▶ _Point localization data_
****************************************

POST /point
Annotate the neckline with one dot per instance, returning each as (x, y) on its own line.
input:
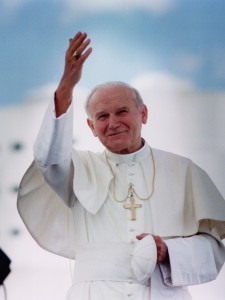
(131, 157)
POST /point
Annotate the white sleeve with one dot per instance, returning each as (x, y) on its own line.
(54, 141)
(193, 260)
(53, 151)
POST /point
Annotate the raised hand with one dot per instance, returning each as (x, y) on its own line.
(76, 55)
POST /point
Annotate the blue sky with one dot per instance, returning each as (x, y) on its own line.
(184, 38)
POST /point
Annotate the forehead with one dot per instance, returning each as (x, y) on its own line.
(112, 96)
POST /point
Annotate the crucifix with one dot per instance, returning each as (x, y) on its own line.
(132, 206)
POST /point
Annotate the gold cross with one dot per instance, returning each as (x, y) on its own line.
(132, 206)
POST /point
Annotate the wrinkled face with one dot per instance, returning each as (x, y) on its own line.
(116, 119)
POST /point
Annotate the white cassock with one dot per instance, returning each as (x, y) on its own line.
(186, 210)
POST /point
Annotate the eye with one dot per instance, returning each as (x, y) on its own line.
(122, 112)
(102, 117)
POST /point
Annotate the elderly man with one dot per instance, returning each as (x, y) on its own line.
(140, 222)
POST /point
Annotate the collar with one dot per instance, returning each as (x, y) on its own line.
(137, 156)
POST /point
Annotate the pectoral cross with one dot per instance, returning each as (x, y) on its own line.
(132, 206)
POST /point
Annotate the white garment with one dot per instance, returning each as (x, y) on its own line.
(180, 207)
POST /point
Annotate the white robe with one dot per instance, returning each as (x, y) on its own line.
(185, 203)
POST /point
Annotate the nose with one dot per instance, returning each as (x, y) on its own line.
(113, 122)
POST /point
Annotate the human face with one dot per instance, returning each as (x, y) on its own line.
(116, 119)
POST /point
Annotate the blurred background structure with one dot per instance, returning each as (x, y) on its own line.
(173, 51)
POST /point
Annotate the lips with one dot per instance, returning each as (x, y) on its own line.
(115, 133)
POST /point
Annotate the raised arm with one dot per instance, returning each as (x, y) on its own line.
(76, 55)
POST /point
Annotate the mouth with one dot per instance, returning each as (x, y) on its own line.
(115, 134)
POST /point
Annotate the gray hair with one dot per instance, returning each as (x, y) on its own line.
(135, 92)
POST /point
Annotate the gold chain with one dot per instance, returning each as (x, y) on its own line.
(131, 189)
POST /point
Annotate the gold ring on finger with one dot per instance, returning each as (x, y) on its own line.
(76, 55)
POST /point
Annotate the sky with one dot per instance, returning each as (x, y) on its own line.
(182, 38)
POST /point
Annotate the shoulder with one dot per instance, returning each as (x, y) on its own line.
(88, 157)
(172, 161)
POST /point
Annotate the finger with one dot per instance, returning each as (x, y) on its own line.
(75, 37)
(141, 236)
(85, 55)
(77, 42)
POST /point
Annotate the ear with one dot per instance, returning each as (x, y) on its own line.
(91, 125)
(144, 113)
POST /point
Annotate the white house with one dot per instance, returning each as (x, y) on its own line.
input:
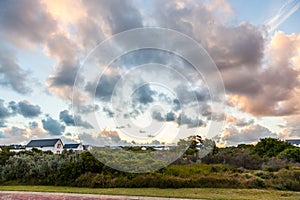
(16, 148)
(295, 142)
(54, 145)
(74, 147)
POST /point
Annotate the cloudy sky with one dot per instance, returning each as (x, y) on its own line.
(148, 94)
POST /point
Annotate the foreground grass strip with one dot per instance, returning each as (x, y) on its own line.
(201, 193)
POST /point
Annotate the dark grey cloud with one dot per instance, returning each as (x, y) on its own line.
(71, 120)
(53, 126)
(28, 110)
(11, 73)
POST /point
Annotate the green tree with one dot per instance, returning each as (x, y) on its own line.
(270, 147)
(292, 155)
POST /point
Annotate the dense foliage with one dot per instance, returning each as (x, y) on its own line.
(245, 166)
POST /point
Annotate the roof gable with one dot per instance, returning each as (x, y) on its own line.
(42, 143)
(71, 146)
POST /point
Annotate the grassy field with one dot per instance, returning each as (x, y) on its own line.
(204, 193)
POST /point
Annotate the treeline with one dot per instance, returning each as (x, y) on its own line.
(269, 164)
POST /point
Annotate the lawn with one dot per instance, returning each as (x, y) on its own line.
(204, 193)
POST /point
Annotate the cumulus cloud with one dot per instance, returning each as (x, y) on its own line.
(105, 87)
(238, 122)
(181, 119)
(28, 110)
(53, 126)
(143, 95)
(190, 122)
(33, 125)
(71, 120)
(105, 137)
(108, 111)
(13, 135)
(11, 73)
(275, 92)
(24, 108)
(4, 113)
(19, 19)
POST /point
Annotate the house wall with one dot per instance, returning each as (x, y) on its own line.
(41, 148)
(56, 149)
(79, 148)
(59, 147)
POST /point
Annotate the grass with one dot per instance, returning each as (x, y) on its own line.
(204, 193)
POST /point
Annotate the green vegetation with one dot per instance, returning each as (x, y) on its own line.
(201, 193)
(245, 166)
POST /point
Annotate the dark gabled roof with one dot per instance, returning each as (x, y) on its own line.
(294, 141)
(71, 146)
(42, 143)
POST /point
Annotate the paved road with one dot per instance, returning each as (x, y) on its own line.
(14, 195)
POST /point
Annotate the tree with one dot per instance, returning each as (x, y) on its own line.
(292, 155)
(270, 147)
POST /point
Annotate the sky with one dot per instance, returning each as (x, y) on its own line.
(54, 84)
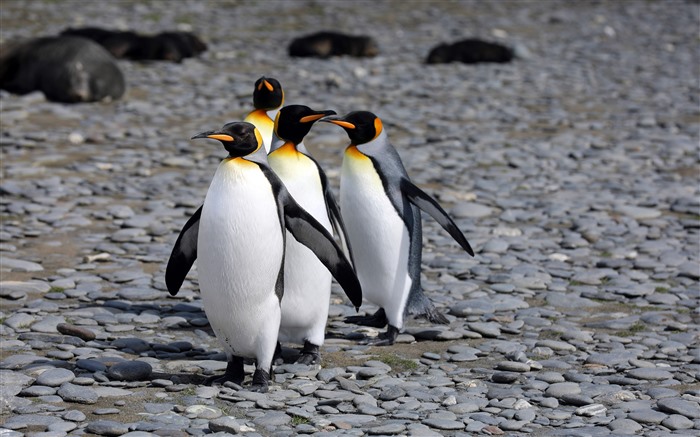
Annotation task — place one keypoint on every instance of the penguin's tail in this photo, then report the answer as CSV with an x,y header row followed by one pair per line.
x,y
434,316
420,306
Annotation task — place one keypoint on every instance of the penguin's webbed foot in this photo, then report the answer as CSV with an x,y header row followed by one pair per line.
x,y
261,381
384,339
309,354
435,316
234,373
376,320
277,359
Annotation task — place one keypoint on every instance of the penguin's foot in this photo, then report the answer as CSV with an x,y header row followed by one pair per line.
x,y
435,316
261,381
277,359
309,354
234,373
384,339
376,320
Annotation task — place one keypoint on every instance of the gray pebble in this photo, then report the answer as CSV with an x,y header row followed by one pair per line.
x,y
683,407
130,371
107,427
55,377
74,393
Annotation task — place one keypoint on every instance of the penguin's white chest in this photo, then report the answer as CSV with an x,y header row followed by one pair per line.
x,y
262,121
307,282
240,249
378,236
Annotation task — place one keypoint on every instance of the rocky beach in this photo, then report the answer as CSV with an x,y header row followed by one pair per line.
x,y
574,171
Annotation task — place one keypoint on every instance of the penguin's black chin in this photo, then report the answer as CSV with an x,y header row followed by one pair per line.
x,y
237,151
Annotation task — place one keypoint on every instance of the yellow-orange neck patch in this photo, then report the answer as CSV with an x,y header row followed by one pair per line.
x,y
353,152
287,150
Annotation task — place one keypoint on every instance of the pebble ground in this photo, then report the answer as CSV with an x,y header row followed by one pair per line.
x,y
573,171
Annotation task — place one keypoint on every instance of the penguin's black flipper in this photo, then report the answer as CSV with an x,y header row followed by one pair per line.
x,y
423,201
309,232
334,214
183,255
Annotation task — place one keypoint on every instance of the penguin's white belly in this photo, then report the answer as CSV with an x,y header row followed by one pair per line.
x,y
262,121
239,256
378,237
307,282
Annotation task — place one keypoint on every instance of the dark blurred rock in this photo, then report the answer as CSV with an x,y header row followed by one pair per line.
x,y
326,44
166,46
469,51
66,69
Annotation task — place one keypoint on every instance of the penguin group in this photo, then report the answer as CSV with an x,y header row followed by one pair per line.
x,y
264,236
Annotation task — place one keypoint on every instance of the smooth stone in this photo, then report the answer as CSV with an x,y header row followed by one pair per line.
x,y
22,287
74,393
676,422
504,377
559,389
54,377
38,390
487,329
130,371
107,427
625,426
18,265
651,374
105,411
388,429
74,416
513,366
444,424
638,213
273,419
647,416
592,410
76,331
48,324
683,407
470,210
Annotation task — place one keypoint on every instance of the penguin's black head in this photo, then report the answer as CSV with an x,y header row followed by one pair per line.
x,y
239,138
293,122
361,126
267,94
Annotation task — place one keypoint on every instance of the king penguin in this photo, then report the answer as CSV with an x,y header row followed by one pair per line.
x,y
268,97
307,283
238,235
381,210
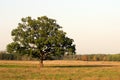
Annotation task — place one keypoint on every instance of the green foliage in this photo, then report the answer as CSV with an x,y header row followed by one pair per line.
x,y
41,37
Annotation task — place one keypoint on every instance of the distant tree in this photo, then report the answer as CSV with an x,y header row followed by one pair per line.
x,y
84,57
41,37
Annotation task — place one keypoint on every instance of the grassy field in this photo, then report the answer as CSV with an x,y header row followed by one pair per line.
x,y
59,70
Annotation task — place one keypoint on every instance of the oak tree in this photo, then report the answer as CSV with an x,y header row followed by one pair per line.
x,y
41,37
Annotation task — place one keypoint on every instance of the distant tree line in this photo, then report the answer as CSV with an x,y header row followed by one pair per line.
x,y
88,57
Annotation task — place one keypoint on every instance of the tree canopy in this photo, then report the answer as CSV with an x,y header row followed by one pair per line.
x,y
40,37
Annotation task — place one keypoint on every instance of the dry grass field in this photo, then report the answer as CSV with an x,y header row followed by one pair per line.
x,y
59,70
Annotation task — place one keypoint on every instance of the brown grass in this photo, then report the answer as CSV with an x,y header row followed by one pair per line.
x,y
59,70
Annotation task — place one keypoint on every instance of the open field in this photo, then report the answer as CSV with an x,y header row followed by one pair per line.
x,y
59,70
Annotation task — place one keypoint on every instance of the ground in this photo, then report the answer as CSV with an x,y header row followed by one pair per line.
x,y
60,70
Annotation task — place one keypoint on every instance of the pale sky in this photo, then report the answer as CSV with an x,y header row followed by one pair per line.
x,y
93,24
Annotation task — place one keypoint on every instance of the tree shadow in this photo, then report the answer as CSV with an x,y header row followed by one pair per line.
x,y
79,66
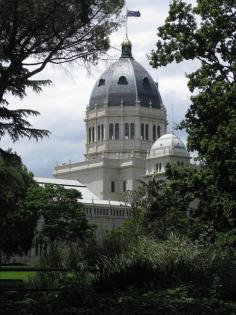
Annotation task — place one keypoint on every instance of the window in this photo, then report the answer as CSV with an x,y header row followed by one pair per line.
x,y
146,131
142,131
113,186
122,80
116,131
99,128
92,134
146,82
126,131
111,132
158,131
132,131
154,135
101,82
124,186
102,132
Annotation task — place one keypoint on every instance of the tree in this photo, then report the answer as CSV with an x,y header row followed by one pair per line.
x,y
62,214
16,225
207,32
211,118
35,33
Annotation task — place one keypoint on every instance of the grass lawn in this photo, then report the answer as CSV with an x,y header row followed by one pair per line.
x,y
16,275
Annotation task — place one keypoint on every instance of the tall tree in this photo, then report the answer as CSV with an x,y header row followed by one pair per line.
x,y
34,33
62,214
207,32
16,223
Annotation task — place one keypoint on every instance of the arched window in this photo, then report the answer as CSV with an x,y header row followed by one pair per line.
x,y
154,133
99,129
126,131
101,82
132,131
102,132
92,134
146,82
111,132
146,131
116,131
142,131
122,80
90,139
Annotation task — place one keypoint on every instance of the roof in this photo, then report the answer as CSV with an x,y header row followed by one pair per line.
x,y
69,184
88,197
169,140
125,83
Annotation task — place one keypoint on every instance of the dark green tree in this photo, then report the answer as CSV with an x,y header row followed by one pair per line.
x,y
35,33
16,224
207,33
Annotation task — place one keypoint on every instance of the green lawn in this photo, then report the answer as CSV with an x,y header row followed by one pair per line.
x,y
16,275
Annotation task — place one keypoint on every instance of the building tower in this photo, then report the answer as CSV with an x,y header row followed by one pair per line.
x,y
124,118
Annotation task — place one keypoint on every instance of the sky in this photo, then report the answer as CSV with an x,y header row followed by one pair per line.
x,y
62,105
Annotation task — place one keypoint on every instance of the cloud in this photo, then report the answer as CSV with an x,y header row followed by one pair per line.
x,y
62,105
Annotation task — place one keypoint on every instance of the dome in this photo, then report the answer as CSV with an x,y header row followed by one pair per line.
x,y
169,140
125,82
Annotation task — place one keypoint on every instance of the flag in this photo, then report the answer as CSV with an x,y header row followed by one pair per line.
x,y
133,13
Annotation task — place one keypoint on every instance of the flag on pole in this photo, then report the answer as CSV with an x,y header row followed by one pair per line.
x,y
133,13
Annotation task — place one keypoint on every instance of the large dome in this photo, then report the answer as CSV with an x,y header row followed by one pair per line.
x,y
125,82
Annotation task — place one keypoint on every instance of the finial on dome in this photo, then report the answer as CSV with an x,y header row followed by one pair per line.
x,y
126,48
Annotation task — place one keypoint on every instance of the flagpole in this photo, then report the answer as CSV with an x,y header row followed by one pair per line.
x,y
126,24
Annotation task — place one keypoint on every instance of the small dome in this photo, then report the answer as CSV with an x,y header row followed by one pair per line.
x,y
169,140
125,83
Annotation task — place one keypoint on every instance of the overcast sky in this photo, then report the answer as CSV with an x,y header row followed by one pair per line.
x,y
62,105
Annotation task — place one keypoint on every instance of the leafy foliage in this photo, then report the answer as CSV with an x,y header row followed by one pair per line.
x,y
206,32
61,212
35,33
17,224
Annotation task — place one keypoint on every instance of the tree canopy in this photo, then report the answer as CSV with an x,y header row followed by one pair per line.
x,y
16,225
63,218
206,32
35,33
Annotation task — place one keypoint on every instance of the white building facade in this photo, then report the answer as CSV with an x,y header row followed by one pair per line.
x,y
124,118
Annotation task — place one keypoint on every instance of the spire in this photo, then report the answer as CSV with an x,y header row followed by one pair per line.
x,y
126,48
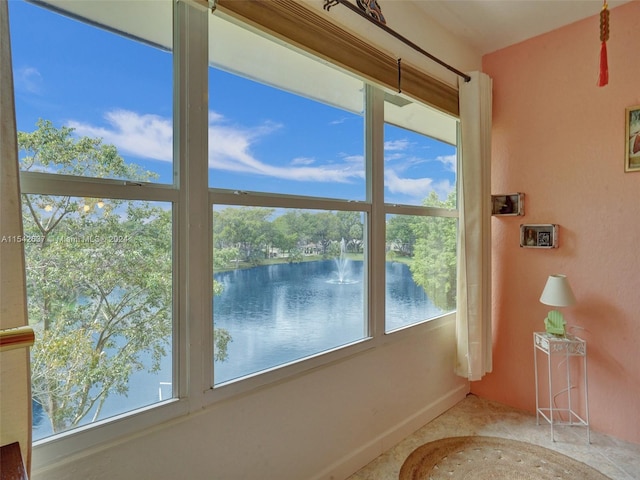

****************************************

▶ _Work request_
Only the lines from the one containing "of the spire" through the end of the records should be copied, exactly and with both ends included; the pictures should not.

▶ _Answer box_
Annotation task — place one keypoint on every instance of the spire in this photo, then report the answer as CSV with an x,y header row followed by one pair per line.
x,y
126,48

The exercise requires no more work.